[SOURCE EXTRACT Boundary: Start]
Insertion Mutagenesis Using dSpm for Function Search in Arabidopsis

Klimyuk, V., Tissier,A.*, Marillonnet,S., Patel,K.and Jones, J.

The Sains bury Laboratory, John Innes Centre, Colney Lane, Norwich NR4 7UH, UK
*DEA, Cadarache, Aix-en-Provence, France

It is widely acknowledged that in order to evaluate the function of Arabidopsis genes, it would be desirable to saturate the Arabidopsis genome with insertions, prior to using PCR to detect insertions in any defined sequence. To this end we combined a scheme for selection for unlinked transpositions, with the Spm transposon, and glasshouse selections to avoid the need for axenic culture. We developed a binary vector with a T-DNA that carries (i) a non-autonomous Spm derivative containing the BAR gene selectable marker (ii) a counter-selectable genetic marker based on a cytochrome P450 that activates a DuPont proherbicide and (iii) an Spm transposase (TPase) gene under the control of the 35S, pSpm or meiosis-specific pAtDMC1 promoters. Many independent transformants were generated and their performance compared. 35S:TPase fusions generated higher transposition rates but a lower proportion of transposants carried independent events. Ten pSpm:TPase and four pAtDMC1:TPase lines are currently being used. We have currently generated ~36,000 transposants of which at least 50% are independent. The collection has been pooled and detection of insertions in defined genes was carried out either by PCR screens or by using dot-blots of IPCR products of dSpm flanking sequences. The success rate was ~50%. We plan to generate at least 60,000 transposants, which should give an ~80% chance of hitting any 5 kb target sequence.

Using adaptor ligation or inverse PCR, adjacent sequences have been determined for 1060 insertions, of which 853 were independent. These sequences have been used to establish a database that has been searched against existing databases. Insertions have been found on many of the sequence contigs deposited by the genome sequencing groups, and in a variety of interesting genes. We plan to determine 5000 adjacent sequences. As the genome sequence emerges these will correspond to insertions at defined positions that will be within ~10 kb of any gene, providing a useful 'launching pad' for subsequent linked targeted tagging.
[SOURCE EXTRACT Boundary: End]
[EXCERPTED RECORDS Boundary: Start]
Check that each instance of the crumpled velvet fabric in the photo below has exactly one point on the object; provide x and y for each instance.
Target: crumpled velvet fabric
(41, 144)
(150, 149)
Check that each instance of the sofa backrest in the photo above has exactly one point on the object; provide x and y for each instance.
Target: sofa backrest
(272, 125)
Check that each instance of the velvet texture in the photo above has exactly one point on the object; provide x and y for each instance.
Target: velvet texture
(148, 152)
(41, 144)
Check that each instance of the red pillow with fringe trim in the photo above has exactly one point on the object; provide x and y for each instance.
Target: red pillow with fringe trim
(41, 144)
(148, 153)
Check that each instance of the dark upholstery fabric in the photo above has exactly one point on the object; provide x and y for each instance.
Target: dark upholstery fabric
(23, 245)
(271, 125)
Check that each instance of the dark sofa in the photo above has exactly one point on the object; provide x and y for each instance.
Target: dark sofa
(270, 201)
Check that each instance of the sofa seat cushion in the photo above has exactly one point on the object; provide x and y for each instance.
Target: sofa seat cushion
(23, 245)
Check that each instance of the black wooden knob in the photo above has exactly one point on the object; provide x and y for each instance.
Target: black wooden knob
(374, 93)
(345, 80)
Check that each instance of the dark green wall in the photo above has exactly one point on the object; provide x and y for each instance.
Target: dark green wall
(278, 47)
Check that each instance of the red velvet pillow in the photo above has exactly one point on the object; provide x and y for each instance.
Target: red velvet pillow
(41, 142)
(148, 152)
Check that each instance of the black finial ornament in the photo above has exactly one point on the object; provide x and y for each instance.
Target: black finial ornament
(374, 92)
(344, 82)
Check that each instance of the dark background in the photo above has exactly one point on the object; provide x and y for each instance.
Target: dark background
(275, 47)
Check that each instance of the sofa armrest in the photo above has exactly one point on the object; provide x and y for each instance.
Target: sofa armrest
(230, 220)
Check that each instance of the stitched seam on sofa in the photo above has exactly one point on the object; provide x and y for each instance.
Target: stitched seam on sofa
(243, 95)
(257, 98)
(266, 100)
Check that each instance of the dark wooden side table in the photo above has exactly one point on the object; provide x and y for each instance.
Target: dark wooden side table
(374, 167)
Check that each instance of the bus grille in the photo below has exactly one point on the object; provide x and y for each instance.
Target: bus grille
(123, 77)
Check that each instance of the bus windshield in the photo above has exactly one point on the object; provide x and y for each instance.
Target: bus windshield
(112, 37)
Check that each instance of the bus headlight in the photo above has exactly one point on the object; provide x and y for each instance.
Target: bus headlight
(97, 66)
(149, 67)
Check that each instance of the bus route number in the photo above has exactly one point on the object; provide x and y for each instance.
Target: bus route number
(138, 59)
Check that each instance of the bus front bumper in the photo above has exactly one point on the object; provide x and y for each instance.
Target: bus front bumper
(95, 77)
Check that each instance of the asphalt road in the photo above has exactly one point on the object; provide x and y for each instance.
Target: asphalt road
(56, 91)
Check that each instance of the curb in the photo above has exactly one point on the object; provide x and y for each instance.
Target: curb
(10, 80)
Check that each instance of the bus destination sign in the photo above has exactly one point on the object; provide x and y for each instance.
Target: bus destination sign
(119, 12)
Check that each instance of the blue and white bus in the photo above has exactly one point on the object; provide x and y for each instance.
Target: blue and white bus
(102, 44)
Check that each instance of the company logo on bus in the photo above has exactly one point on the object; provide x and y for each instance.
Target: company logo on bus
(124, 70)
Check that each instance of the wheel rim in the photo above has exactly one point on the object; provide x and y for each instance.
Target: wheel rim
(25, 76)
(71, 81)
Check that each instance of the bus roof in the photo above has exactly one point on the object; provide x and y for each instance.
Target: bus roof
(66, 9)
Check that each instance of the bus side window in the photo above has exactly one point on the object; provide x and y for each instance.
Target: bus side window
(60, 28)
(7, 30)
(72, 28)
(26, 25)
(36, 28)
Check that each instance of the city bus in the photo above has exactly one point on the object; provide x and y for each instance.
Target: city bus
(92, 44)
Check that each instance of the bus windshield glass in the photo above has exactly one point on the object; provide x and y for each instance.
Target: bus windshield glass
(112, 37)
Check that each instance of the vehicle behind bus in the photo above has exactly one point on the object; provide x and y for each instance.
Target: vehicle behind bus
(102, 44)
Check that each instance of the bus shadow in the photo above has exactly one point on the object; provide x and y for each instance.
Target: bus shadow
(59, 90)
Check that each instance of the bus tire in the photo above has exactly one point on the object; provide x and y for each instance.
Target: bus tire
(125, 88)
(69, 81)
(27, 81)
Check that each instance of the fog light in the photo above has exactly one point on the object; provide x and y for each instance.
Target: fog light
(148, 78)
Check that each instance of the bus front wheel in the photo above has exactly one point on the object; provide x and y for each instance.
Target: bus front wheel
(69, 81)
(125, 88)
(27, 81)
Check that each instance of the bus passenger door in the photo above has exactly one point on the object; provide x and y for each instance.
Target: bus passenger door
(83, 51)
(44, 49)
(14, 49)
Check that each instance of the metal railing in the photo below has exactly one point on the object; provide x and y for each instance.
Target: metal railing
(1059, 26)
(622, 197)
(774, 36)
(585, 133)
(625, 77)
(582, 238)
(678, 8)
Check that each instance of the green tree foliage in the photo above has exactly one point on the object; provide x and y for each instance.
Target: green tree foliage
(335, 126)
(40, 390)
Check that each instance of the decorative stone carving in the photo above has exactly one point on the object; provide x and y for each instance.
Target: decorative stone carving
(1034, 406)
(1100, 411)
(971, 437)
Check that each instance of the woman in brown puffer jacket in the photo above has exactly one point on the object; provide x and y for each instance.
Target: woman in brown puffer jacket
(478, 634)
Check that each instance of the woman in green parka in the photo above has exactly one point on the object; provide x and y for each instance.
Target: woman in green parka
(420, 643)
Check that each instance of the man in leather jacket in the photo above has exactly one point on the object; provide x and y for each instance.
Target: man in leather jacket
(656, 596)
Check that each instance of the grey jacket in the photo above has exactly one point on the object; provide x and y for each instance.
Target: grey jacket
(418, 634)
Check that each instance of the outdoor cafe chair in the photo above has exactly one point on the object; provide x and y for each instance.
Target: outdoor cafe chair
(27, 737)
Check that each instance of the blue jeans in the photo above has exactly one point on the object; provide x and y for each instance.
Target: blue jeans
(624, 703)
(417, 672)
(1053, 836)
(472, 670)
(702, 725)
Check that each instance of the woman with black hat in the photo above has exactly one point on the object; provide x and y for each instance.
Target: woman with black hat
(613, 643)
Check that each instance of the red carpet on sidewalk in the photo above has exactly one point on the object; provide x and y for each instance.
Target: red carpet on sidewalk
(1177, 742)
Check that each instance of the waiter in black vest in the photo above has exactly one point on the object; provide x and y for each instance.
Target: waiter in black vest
[EXCERPTED RECORDS Boundary: End]
Copy the passage of the text on dSpm insertion mutagenesis in Arabidopsis verbatim, starting with "Using adaptor ligation" and going on through "linked targeted tagging.".

* _ANSWER FOR THIS EXERCISE_:
Using adaptor ligation or inverse PCR, adjacent sequences have been determined for 1060 insertions, of which 853 were independent. These sequences have been used to establish a database that has been searched against existing databases. Insertions have been found on many of the sequence contigs deposited by the genome sequencing groups, and in a variety of interesting genes. We plan to determine 5000 adjacent sequences. As the genome sequence emerges these will correspond to insertions at defined positions that will be within ~10 kb of any gene, providing a useful 'launching pad' for subsequent linked targeted tagging.